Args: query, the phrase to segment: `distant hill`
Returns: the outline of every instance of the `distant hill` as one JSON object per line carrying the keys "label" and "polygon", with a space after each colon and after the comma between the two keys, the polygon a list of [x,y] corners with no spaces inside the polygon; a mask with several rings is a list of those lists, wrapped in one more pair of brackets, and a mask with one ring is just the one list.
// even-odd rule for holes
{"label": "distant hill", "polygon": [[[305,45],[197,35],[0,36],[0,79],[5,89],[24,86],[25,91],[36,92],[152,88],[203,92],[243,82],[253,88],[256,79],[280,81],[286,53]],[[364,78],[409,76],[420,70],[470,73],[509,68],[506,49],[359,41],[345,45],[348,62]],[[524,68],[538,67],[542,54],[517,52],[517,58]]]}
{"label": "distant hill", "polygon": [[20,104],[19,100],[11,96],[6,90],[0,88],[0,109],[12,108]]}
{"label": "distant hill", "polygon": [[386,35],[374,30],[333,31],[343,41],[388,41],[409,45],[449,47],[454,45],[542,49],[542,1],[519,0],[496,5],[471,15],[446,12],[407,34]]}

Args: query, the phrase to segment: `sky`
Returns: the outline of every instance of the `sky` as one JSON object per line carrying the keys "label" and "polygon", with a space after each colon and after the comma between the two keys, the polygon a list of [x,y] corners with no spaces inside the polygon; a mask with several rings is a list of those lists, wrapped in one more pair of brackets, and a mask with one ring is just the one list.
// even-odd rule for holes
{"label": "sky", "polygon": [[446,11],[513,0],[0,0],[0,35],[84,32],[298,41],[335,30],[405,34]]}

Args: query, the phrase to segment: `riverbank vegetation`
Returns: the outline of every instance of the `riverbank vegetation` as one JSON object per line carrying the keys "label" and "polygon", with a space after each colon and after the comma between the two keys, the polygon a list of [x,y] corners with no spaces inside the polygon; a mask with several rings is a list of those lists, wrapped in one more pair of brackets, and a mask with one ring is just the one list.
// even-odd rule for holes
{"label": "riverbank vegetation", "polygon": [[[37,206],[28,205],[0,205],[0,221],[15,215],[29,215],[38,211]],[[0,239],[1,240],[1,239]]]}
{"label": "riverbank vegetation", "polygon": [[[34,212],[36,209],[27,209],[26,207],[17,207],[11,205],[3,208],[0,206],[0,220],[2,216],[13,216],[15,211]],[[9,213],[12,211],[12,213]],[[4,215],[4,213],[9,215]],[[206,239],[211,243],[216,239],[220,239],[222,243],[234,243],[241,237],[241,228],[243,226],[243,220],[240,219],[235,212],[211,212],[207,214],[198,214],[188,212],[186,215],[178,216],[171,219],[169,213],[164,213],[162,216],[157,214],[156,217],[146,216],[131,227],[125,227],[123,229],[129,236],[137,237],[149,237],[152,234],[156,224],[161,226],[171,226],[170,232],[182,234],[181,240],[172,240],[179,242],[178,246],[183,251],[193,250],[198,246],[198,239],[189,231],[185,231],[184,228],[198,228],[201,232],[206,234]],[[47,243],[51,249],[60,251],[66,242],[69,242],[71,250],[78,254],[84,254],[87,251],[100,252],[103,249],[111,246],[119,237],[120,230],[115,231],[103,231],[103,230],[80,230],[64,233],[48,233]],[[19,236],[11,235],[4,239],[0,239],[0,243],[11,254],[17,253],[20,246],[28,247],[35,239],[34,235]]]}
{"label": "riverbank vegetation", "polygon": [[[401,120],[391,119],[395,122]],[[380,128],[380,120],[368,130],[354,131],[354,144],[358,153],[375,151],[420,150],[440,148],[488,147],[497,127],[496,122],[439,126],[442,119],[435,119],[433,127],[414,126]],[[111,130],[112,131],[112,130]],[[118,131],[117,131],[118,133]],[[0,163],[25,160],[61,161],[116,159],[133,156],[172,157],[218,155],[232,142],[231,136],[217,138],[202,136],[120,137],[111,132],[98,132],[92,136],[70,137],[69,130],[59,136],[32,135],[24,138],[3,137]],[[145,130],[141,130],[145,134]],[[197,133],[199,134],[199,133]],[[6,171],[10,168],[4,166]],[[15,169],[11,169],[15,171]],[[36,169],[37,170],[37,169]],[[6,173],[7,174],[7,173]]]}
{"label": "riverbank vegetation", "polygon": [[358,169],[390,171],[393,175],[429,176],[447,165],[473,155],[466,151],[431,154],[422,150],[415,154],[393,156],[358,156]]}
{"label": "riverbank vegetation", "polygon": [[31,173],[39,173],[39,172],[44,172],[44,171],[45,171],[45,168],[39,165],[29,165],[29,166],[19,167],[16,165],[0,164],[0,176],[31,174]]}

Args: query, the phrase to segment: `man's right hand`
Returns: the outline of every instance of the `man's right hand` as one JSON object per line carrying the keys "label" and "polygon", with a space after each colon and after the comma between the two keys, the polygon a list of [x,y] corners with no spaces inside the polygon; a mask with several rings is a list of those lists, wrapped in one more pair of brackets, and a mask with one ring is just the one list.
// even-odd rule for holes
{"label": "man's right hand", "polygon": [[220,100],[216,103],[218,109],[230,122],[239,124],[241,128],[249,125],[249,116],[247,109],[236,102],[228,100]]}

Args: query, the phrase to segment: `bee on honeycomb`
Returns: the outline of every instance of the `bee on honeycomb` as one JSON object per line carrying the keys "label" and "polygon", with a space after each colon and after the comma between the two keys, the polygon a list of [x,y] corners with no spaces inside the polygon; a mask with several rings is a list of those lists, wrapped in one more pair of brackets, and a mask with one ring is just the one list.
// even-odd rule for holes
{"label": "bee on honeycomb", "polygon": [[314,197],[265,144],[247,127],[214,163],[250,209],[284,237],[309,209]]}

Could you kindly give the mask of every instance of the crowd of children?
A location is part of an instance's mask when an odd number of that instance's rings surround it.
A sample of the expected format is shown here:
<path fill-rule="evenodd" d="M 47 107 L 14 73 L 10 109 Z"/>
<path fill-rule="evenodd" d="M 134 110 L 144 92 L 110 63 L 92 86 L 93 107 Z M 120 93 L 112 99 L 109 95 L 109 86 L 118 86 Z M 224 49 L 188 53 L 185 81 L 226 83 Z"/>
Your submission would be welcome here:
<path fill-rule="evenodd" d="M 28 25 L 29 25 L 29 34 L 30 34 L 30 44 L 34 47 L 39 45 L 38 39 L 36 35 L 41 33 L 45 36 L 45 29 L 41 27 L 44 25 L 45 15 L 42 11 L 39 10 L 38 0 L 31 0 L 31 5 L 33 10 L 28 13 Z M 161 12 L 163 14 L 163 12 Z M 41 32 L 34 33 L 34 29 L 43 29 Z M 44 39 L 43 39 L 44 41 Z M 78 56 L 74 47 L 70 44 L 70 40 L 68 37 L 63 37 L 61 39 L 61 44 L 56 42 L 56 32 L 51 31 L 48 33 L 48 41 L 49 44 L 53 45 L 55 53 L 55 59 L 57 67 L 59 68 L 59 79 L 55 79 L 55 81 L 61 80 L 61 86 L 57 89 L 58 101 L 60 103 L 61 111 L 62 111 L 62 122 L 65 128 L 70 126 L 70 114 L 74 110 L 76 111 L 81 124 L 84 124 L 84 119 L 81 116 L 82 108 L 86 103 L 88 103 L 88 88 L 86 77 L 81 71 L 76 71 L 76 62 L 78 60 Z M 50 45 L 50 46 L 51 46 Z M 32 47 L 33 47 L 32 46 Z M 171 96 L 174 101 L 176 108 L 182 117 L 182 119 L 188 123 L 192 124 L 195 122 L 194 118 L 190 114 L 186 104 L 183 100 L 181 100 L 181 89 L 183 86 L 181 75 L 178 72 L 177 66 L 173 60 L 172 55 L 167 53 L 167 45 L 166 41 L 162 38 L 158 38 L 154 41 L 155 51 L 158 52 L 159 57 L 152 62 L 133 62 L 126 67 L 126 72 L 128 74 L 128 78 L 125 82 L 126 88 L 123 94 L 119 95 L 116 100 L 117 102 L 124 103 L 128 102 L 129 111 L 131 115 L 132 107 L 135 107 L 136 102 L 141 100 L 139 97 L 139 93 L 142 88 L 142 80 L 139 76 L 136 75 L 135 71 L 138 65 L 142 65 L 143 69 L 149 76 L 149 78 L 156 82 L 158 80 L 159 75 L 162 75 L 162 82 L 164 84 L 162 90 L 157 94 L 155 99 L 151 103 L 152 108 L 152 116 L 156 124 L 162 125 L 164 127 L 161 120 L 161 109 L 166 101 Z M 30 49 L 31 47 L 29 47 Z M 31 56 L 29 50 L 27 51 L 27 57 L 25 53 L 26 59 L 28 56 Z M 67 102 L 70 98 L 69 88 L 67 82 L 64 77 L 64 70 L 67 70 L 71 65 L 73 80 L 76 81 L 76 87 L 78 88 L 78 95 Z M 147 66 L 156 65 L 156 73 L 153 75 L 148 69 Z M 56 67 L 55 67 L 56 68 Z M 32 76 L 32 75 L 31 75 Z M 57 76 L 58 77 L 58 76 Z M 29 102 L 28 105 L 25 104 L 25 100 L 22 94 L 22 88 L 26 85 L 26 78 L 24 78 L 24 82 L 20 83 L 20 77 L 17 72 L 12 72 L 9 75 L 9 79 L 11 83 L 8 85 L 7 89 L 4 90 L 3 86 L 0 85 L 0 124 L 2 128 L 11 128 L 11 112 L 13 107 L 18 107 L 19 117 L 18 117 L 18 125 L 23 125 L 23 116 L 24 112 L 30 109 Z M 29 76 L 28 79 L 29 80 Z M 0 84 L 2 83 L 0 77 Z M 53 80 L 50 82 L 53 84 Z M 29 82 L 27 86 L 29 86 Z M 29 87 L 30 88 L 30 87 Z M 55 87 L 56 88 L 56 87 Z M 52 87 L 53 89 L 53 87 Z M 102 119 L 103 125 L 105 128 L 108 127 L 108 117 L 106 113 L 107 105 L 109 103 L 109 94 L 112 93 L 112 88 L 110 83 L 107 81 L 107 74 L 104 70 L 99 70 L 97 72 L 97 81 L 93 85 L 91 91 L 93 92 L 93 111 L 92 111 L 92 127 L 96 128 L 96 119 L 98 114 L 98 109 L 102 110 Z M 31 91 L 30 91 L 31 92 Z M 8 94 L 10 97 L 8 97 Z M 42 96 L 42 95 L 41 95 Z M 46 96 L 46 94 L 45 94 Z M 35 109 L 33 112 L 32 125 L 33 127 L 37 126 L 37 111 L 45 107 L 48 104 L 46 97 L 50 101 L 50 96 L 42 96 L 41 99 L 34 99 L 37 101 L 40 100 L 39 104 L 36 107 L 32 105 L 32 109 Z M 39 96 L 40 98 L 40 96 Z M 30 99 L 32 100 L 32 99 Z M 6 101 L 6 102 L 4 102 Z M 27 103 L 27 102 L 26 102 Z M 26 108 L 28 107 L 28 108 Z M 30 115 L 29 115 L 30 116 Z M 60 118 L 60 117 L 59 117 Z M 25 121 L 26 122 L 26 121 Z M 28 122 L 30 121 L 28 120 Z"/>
====================
Scan the lines above for "47 107 L 14" and for "134 110 L 144". Repeat exactly the line holding each of them and every line in between.

<path fill-rule="evenodd" d="M 47 107 L 14 73 L 10 109 Z"/>
<path fill-rule="evenodd" d="M 134 110 L 144 92 L 110 63 L 92 86 L 93 107 Z M 120 93 L 112 99 L 109 95 L 109 86 L 118 86 Z M 224 49 L 188 53 L 185 81 L 226 83 Z"/>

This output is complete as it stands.